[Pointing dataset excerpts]
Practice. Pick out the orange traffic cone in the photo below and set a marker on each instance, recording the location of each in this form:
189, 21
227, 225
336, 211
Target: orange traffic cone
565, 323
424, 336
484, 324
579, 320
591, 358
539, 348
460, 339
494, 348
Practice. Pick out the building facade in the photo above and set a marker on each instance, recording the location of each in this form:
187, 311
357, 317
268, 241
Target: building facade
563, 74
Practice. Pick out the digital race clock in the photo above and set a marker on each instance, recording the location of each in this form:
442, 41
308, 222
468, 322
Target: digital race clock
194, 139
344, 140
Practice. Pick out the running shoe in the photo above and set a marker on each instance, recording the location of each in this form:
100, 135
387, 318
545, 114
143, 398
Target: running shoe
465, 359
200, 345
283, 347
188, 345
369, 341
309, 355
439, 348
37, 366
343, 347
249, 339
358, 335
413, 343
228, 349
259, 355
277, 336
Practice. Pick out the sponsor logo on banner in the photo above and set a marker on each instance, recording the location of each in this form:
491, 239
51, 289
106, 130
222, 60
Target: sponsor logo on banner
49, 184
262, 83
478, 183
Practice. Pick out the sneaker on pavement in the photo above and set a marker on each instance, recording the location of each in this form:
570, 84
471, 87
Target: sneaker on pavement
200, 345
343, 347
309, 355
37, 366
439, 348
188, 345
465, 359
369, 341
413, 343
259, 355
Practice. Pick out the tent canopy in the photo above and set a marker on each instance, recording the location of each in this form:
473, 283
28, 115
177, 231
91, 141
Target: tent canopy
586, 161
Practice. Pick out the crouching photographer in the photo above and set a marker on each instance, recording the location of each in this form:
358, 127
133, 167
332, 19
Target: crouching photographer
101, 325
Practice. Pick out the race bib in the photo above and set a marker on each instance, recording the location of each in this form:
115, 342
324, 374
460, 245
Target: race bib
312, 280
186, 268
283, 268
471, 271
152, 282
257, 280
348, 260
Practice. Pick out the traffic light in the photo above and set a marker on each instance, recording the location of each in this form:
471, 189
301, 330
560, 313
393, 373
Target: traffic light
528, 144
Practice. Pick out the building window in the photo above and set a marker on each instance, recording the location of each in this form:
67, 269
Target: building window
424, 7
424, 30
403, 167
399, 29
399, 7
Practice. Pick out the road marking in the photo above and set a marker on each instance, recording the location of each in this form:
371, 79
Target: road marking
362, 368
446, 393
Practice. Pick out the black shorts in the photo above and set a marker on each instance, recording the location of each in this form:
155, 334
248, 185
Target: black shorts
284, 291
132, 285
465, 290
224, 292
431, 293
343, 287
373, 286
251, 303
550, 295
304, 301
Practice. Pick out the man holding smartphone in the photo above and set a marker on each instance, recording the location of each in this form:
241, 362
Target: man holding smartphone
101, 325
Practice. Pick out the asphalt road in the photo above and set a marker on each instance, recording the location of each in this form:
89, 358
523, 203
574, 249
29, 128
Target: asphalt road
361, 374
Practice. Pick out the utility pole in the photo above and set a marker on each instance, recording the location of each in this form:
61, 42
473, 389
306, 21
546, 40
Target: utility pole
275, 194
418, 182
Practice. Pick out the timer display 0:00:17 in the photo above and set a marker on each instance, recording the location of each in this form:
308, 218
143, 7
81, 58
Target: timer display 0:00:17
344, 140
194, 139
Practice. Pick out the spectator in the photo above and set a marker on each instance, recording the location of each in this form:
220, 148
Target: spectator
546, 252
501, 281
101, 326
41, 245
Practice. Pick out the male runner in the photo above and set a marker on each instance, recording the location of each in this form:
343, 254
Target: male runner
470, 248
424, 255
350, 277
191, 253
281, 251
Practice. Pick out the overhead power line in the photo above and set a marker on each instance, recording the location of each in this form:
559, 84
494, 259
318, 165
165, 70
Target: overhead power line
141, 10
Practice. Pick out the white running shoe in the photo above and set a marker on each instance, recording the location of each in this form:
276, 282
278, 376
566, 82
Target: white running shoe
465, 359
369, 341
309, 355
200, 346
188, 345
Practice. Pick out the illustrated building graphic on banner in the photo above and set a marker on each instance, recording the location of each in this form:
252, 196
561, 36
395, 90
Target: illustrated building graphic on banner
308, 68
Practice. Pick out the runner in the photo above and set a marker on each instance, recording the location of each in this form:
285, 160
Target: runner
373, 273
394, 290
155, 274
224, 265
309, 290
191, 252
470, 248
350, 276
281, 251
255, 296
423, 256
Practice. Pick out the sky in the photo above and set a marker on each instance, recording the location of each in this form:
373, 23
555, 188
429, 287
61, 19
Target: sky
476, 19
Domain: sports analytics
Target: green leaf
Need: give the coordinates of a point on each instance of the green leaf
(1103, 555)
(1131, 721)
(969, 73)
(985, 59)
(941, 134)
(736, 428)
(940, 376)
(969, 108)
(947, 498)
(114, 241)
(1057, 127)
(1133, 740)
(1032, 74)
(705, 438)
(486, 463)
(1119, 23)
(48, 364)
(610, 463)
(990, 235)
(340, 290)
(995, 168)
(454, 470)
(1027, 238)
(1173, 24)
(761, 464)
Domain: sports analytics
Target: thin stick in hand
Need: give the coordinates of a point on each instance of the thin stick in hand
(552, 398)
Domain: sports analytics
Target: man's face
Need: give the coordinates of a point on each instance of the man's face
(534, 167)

Task brief
Set out exactly the run of lines that begins at the line holding "Practice. Pick out the overhead" and ends at the last line of the data.

Result of this exercise
Practice. Pick out the overhead power line in the photo above and set a marker on each instance, recording the location of each in this form:
559, 84
494, 259
318, 165
165, 70
Target: overhead power line
141, 10
Practice. Pick out the white running shoe in the photo above and set a marker on each instance, recording the location of each in this form:
276, 282
278, 376
566, 82
Target: white running shoe
465, 359
369, 341
309, 355
200, 346
188, 345
Practice. Pick out the illustrated building graphic on banner in the photo above and set a marker on each instance, recording the location of each in this form:
252, 196
561, 36
395, 90
Target: illustrated building graphic on banner
308, 68
Practice. Pick out the runner in the photo above and set a marker on each instance, recording the location of each in this form:
285, 160
Target: runner
373, 273
394, 290
155, 274
224, 265
309, 290
191, 252
470, 248
350, 276
281, 251
255, 296
423, 256
Practice. Pick out the sky in the photo above and set a marker on each instance, recording the location of each in this form:
373, 23
555, 188
429, 287
61, 19
Target: sky
476, 19
Domain: sports analytics
Target: green leaf
Need: give the coordinates of a point on each instance of the green leaf
(1103, 555)
(1131, 721)
(969, 73)
(985, 59)
(941, 134)
(736, 428)
(940, 376)
(969, 108)
(947, 498)
(114, 241)
(1057, 127)
(1133, 740)
(1032, 74)
(705, 438)
(486, 463)
(1119, 23)
(48, 364)
(610, 463)
(990, 235)
(340, 290)
(995, 168)
(454, 470)
(1027, 238)
(1173, 24)
(761, 464)
Domain: sports analytics
Target: thin stick in hand
Need: give the coordinates of a point on each instance of the thin stick in hand
(552, 398)
Domain: sports analytics
Target: man's face
Need: give the coordinates of a point on each instance of the man's face
(534, 167)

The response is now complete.